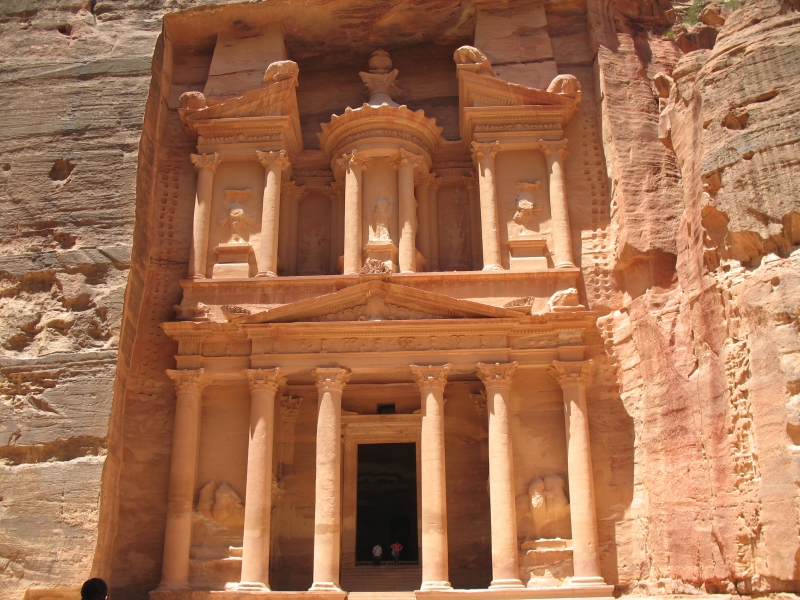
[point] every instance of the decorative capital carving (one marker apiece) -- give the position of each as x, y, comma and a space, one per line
188, 380
404, 157
291, 190
335, 190
279, 159
290, 407
331, 379
264, 380
354, 159
496, 376
480, 400
430, 377
205, 161
554, 146
571, 374
488, 149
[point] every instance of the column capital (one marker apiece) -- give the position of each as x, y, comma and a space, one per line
404, 157
571, 374
431, 376
331, 379
188, 380
481, 150
278, 158
292, 190
264, 380
290, 407
335, 190
496, 376
554, 146
352, 159
205, 161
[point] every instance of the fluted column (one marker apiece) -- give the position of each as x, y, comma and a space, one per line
484, 155
423, 216
189, 386
572, 377
264, 383
274, 164
505, 558
555, 152
431, 381
327, 508
354, 164
206, 165
474, 222
405, 163
433, 212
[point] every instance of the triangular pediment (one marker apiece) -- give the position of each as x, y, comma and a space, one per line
379, 301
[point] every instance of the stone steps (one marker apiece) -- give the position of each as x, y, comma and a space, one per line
385, 578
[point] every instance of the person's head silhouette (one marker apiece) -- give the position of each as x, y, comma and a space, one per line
94, 589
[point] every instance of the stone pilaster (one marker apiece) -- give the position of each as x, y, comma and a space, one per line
327, 511
264, 384
505, 558
206, 165
572, 377
431, 381
354, 164
484, 156
274, 163
189, 384
555, 152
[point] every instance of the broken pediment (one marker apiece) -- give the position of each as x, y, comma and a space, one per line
379, 301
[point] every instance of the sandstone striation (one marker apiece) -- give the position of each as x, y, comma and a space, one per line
679, 161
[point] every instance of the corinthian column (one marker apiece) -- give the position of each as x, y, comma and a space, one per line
572, 377
189, 386
484, 155
407, 250
431, 381
433, 212
474, 221
274, 163
555, 152
423, 216
327, 511
264, 383
206, 165
505, 558
354, 164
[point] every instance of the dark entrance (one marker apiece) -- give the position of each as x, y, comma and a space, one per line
387, 500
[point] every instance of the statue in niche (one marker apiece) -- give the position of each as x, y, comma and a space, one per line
237, 222
549, 507
379, 220
525, 206
313, 250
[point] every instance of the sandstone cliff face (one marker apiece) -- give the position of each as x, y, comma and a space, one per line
689, 254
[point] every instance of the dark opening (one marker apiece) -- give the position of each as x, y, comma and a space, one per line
387, 500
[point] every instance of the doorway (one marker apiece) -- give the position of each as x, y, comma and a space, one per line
386, 501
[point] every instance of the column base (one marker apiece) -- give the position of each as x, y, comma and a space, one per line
251, 586
324, 586
504, 584
587, 581
436, 586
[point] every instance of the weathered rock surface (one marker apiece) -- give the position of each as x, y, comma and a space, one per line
689, 253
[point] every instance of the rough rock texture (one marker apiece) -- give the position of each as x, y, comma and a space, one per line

# # # # #

Written problem: Please print all of the records above word for word, but leave out the pictures.

Exercise result:
[point] every instance of the decorative capital carving (one marker apiece) -- give the position of each as x, y, comma and a space, one per line
188, 380
404, 157
291, 190
335, 190
279, 159
290, 407
331, 379
264, 380
354, 159
496, 376
480, 400
430, 377
205, 161
554, 146
571, 374
488, 149
[point] every instance of the column capital (one marker apiece) -- give the position of each as x, y, comma and a space, one per line
404, 157
571, 374
431, 376
331, 379
188, 380
481, 150
278, 158
292, 190
264, 380
290, 407
335, 190
496, 376
554, 146
352, 159
205, 161
[point] every instance of the fluted column (one marker apiece) -- give the position of each as x, y, comma and a space, one per line
484, 155
423, 216
189, 386
572, 377
264, 383
274, 164
505, 558
555, 152
431, 381
327, 508
354, 164
206, 165
474, 222
405, 163
433, 212
[point] every instance of the triangular pediment (one marker apiece) -- give the position of each as x, y, comma and a space, one per line
379, 301
[point] every instance of the stone steps (one marker apiece) -- give the position of each as x, y, comma and a space, one per line
385, 578
[point] every instance of the person's head silhouette (one marker apiece) -- give the position of each as x, y, comma and a space, one per line
94, 589
[point] every instance of the stone pilaster (one marker apiece) -- give the position of each as x, y, comma and a space, one per line
327, 511
264, 384
505, 558
206, 165
572, 377
431, 381
354, 164
484, 156
274, 163
189, 384
555, 152
[point] every instance of the broken pediment (one marker apiece) -- give the position of each as x, y, comma and a space, one per line
379, 301
[point] every instance of the sandstone striation (one marker apiece) -- give the position of each as x, y, comma and a space, one per line
679, 161
[point] every instance of the corinthian column (one marker apiece) -- give the position of each as x, y, comma and a space, one per line
572, 377
189, 386
484, 155
407, 250
431, 381
433, 212
474, 221
274, 163
555, 152
423, 216
327, 511
264, 383
206, 165
505, 558
354, 164
[point] every instance of the dark entrance (one marker apiece) -- give the position of each as x, y, comma and a space, one per line
387, 500
[point] every instance of the statue in niche (one marker apiece) -- give the position of each as x, y, comma and a space, one per line
237, 222
549, 507
379, 220
525, 206
313, 250
[point] every instance of the sandstone cliff face (one marker apiece) -- give the position of each as x, y, comma and a space, one per line
689, 254
[point] every instance of the dark opening (one marker apiece) -- give the position of each as x, y, comma and a space, one per line
387, 500
[point] every instance of the doorway (one marker apiece) -- give the position of each as x, y, comma and a space, one per line
386, 501
[point] every instance of the column base (one marker apiece) -- give the position of each as x, y, comma and a space, one per line
251, 586
324, 586
504, 584
587, 581
436, 586
[point] every instance of the weathered rock surface (one marker apiece) -- give the position of each as x, y, comma and a space, one per line
689, 253
[point] every instance of the rough rock texture (one marker apiece) -- give the position of each as x, y, comma and a space, one per line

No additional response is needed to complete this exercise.